Do this —
Write out the listing below verbatim, reproducing every line in its original order without alteration.

== Information given ==

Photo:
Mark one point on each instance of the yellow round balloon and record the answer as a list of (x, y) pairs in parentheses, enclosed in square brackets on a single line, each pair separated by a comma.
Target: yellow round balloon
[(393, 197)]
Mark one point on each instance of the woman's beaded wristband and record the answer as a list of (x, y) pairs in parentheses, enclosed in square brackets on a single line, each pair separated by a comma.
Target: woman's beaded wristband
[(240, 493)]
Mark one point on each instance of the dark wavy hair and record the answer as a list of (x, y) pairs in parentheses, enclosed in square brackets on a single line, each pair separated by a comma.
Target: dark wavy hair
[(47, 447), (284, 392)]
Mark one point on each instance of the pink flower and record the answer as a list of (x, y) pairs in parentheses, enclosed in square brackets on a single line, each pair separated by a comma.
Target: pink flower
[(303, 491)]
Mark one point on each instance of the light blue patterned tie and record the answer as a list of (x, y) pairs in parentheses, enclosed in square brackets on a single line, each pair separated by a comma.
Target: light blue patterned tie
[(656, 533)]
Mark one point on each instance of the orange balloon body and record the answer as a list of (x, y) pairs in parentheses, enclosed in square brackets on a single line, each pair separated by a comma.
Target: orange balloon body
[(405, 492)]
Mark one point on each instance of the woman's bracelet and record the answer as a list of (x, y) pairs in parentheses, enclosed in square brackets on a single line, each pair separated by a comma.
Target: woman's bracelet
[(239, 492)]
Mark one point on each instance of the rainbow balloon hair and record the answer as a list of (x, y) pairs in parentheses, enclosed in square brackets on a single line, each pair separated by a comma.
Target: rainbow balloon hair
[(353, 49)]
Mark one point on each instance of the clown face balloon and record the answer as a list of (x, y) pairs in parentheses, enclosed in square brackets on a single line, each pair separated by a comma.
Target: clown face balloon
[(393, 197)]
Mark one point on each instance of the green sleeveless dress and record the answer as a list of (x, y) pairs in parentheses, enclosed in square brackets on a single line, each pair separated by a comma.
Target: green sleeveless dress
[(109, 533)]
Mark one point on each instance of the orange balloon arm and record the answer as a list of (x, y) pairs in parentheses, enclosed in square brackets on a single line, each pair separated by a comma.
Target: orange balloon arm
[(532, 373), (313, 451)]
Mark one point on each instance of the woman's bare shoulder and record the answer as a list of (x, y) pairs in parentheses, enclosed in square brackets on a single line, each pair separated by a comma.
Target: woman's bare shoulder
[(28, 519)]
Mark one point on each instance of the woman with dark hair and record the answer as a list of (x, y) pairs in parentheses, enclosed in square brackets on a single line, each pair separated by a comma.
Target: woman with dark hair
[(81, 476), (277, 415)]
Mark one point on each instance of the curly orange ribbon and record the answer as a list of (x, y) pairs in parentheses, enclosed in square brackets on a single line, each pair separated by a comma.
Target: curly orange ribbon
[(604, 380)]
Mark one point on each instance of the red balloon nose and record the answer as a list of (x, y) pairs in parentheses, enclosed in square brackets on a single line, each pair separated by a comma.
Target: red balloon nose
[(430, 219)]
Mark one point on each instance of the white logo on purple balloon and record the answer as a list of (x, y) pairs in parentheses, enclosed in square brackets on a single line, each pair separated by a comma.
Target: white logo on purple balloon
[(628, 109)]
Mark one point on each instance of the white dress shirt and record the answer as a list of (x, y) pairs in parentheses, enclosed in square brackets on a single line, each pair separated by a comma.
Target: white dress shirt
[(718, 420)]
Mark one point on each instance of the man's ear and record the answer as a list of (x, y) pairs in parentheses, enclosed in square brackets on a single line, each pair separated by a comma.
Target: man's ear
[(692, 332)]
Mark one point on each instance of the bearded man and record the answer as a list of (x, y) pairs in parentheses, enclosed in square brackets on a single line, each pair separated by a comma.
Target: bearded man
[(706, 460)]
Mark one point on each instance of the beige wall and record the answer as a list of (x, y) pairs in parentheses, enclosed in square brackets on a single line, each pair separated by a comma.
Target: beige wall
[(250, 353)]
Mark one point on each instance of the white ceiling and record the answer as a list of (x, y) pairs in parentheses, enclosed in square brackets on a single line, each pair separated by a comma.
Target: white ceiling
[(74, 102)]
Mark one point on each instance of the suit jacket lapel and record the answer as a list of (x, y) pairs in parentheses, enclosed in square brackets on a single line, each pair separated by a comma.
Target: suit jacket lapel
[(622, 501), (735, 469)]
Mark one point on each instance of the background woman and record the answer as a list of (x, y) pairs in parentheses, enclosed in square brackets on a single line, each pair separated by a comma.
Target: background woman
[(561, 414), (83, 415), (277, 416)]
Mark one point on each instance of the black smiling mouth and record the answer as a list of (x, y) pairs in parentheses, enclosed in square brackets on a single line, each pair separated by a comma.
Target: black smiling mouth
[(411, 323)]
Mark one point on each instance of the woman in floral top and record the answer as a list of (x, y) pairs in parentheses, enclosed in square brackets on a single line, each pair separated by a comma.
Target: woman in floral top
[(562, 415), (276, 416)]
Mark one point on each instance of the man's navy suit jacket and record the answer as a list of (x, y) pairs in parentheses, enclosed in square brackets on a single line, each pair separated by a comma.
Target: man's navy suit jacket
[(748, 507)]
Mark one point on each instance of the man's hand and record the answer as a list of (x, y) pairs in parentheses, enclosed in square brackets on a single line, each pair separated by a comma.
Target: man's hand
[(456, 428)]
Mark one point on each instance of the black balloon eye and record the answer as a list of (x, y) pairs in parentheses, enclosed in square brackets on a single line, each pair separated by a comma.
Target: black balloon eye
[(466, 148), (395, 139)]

===

Reply to the exercise —
Photo:
Mark one point on each instance of the yellow round balloon and record the answer as a list of (x, y) pairs in parentheses, enclosed in square brackets on a single line, each pair separated by a comma.
Target: yellow round balloon
[(393, 197)]
Mark one point on each instance of the woman's beaded wristband and record the answer as a list of (x, y) pairs in parentheses, enclosed in square brackets on a single line, each pair separated by a comma.
Target: woman's beaded wristband
[(240, 493)]
Mark one point on each instance of the dark wavy hair and record the answer as a list of (x, y) pairs in parentheses, enclosed in square brackets on a single line, each pair separated by a comma.
Target: dark wavy hair
[(47, 447), (284, 392)]
Mark one point on each instance of the pink flower and record the answer as a list of (x, y) pairs in parentheses, enclosed in square brackets on a single line, each pair separated by a comma.
Target: pink flower
[(303, 491)]
Mark one point on each instance of the light blue patterned tie and record the answer as a list of (x, y) pairs in parentheses, enclosed in square brackets on a single line, each pair separated by a comma.
Target: light blue patterned tie
[(656, 533)]
Mark one point on each instance of the orange balloon body and record the answer as a list of (x, y) pairs in parentheses, enclosed in square brackets on a single line, each pair separated by a comma.
Target: orange balloon body
[(405, 492)]
Mark one point on each instance of the woman's bracelet and record the answer as a list of (x, y) pairs in parentheses, enclosed in square brackets on a single line, each pair separated by a comma.
Target: woman's bracelet
[(239, 492)]
Mark one point on each instance of the rainbow balloon hair and record the answer as a list of (x, y) pairs in parentheses, enclosed in square brackets on a single line, each pair separated by a comma.
Target: rainbow balloon hair
[(353, 49)]
Mark one point on each instance of the clown face balloon and record the answer as a list of (x, y) pairs in parentheses, enclosed in square brackets on a single line, each pair separated by a comma.
Target: clown face balloon
[(393, 197)]
Mark one point on each instance of the green sleeveless dress and record the answer as a list of (x, y) pairs in parentheses, enclosed in square brackets on a single line, each pair separated by a comma.
Target: green sleeveless dress
[(109, 533)]
Mark one point on each instance of the orange balloon arm and record the answer as a list of (x, y) pairs in parentheses, enclosed in square brackets on a single line, each pair separated by a comma.
Target: orange balloon arm
[(532, 373), (313, 451)]
Mark one point on each instance of the woman's bare shoulder and record the answer as a list of (x, y) pairs in parentheses, enclosed in square brackets on a single line, each pair separated by a comma.
Target: woman's bare shoulder
[(28, 519)]
Mark one point on each instance of the woman with dark hair and record the answer as a list of (x, y) pairs in parentheses, enclosed in square brackets on a single line, each pair separated by a comma.
Target: woman with dark hair
[(81, 476), (277, 415)]
Mark one point on each instance of the curly orange ribbon and record the answer as a list of (x, y) pairs in parentheses, enclosed in square brackets on a single line, each pair separated by a comma.
Target: curly orange ribbon
[(604, 380)]
Mark one point on each instance of the red balloon nose and record the answer as a list of (x, y) pairs in parentheses, enclosed in square brackets on a single line, each pair separated by a comma.
Target: red balloon nose
[(430, 219)]
Mark one point on each instance of the white logo on purple balloon and record the answer as a list of (x, y) pairs in parentheses, enclosed in square brackets on a single line, each pair separated by a comma.
Target: white logo on purple balloon
[(628, 109)]
Mark one point on each instance of the white dress shirt and record the answer as a list of (x, y) pairs in parentheses, enclosed in square brackets on a single line, each pair separated by a comma.
Target: white dress shirt
[(718, 420)]
Mark one point on each instance of the man's ear and record the answer as a list of (x, y) pairs in parentheses, enclosed in square brackets on a single line, each pair separated by a comma.
Target: man's ear
[(692, 332)]
Mark one point on each instance of the bearded man and record the answer as a list of (x, y) pairs in parentheses, enclosed in square brackets on a single line, each pair separated by a comma.
Target: bearded man
[(706, 460)]
Mark one point on each instance of the beige wall and record the answer as a list of (x, y) pairs in parentheses, enclosed in square brackets on a single line, each pair separated by a comma.
Target: beige wall
[(250, 353)]
Mark one point on each instance of the white ceiling and record the answer as a list of (x, y) pairs in parentheses, enclosed in square brackets on a single line, each pair separated by a comma.
Target: white ceiling
[(74, 102)]
Mark one point on each instance of the suit jacket lapel and record the answer as a list of (x, y) pairs in parentheses, enclosed in square brackets on a single line, each pair separated by a comma.
Target: suit jacket lapel
[(622, 501), (735, 469)]
Mark one point on each instance of the background woman and record the answer as a list of (x, y) pairs in parentheses, enclosed in square brackets on a single line, each pair separated by a comma.
Target: background woman
[(561, 414), (83, 415), (277, 416)]
Mark one point on each instance of the black smiling mouth and record the answer as a list of (x, y) pairs in parentheses, enclosed in square brackets on a single line, each pair separated by a comma.
Target: black smiling mouth
[(411, 323)]
Mark one point on each instance of the woman in floral top and record the answer as a list of (x, y) pairs in parentheses, enclosed in square brackets on a single line, each pair separated by a comma.
Target: woman in floral top
[(562, 415), (276, 416)]
Mark one point on each instance of the man's navy suit jacket and record the answer as a list of (x, y) pairs in parentheses, enclosed in square brackets on a single line, each pair separated by a comma.
Target: man's navy suit jacket
[(748, 507)]
Mark one point on each instance of the man's hand and record the answer as a list of (x, y) pairs in parentheses, enclosed in square brackets on a single line, each pair separated by a comma.
Target: man's hand
[(456, 428)]
Mark one point on each instance of the black balloon eye and record the answer as a list of (x, y) pairs in parentheses, enclosed in square brackets on a single line, each pair separated by a comma.
Target: black balloon eye
[(466, 148), (395, 139)]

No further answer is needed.